» **Supplied text**
Sometimes we find comfort in understanding something a bit better. If we can explain it, we don’t have to be shocked by it. But although helping us to understand, the final purpose of John 19 is not to cover up what Jesus suffered. John is not saying, “Listen: if I bury you with enough Bible verses that explain this, then you won’t have to feel quite so bad that this happened in the first place.” No, that’s not the point, nor should it be.

Because ultimately what John’s explanations tell us is that all along, God knew the beloved Son would have to die. For God, this did not come out of a clear blue sky. The symphony has been leading up to precisely this plangent theme from the very first note. If you want to ask, “How bad off is this world really?” the answer is the cross. It’s that bad. It’s important to explain the cross. It’s important to understand the cross. It’s important to see how God orchestrated history to lead up to that cross. But none of that erases the cross.

We’ve come here tonight to remember Jesus’ deatb. As for John when writing his gospel, so also for us in this service: it’s impossible to observe Good Friday without still standing in the light of Easter. But if that resurrection light provides us with hope and a measure of clarity, it also serves to illuminate the cross like a spotlight. The cross doesn’t go away. It mustn’t. It reminds us this night how bad off we really are.

» **Provided records**
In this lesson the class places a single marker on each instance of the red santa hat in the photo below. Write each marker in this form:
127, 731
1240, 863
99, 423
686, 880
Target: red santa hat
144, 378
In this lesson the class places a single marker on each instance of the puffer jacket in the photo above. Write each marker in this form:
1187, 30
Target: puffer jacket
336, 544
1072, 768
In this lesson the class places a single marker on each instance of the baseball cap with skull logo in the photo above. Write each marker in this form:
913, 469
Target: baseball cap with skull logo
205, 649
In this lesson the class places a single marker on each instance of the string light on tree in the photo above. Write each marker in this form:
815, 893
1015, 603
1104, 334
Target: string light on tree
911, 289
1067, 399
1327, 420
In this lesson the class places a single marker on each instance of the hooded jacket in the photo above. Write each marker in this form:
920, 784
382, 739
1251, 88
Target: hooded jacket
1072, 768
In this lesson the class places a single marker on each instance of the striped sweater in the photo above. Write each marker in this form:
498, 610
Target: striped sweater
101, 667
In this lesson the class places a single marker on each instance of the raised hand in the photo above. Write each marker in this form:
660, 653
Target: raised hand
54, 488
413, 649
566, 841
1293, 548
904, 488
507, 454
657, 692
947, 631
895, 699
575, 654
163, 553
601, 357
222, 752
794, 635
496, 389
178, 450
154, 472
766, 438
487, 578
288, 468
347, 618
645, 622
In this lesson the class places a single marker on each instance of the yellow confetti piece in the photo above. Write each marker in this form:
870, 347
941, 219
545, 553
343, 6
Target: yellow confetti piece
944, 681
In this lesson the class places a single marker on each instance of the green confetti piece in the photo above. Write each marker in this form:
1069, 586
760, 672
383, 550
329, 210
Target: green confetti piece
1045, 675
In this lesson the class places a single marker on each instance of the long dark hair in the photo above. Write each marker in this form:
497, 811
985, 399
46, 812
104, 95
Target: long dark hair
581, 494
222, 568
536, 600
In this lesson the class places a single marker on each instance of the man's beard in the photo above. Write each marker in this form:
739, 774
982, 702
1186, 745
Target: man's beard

» **Task set**
• a. List every aspect of the cross that the Good Friday reflection on John 19 calls important.
• b. According to the Good Friday reflection on John 19, what answers the question "How bad off is this world really?"
• c. Continue the Good Friday reflection on John 19 from its final sentence.
The records have no connection to the Good Friday reflection on John 19.

» **Answers for this exercise**
• a.
- Explaining the cross
- Understanding the cross
- Seeing how God orchestrated history to lead up to that cross

• b. The cross.

• c.
But it reminds us, too, that even so, we’ve never slipped so far that God can’t still reach us. And he does. With nail-pierced hands he reaches to us tonight in the bread and the wine. And once he does, nothing in this world can snatch us out of those hands or separate us from the love of God in Christ Jesus our Lord. And so come, take, eat, drink, remember, and believe that. Remember that our God doesn’t explain away the death or the terror of this world. He doesn’t say that all things considered it’s not so bad after all. Instead tonight he shows us again that he has penetrated the darkness, and only so can he finally rescue us from it. If you can see that in Jesus’ cross, then this Friday is a good Friday after all. Amen.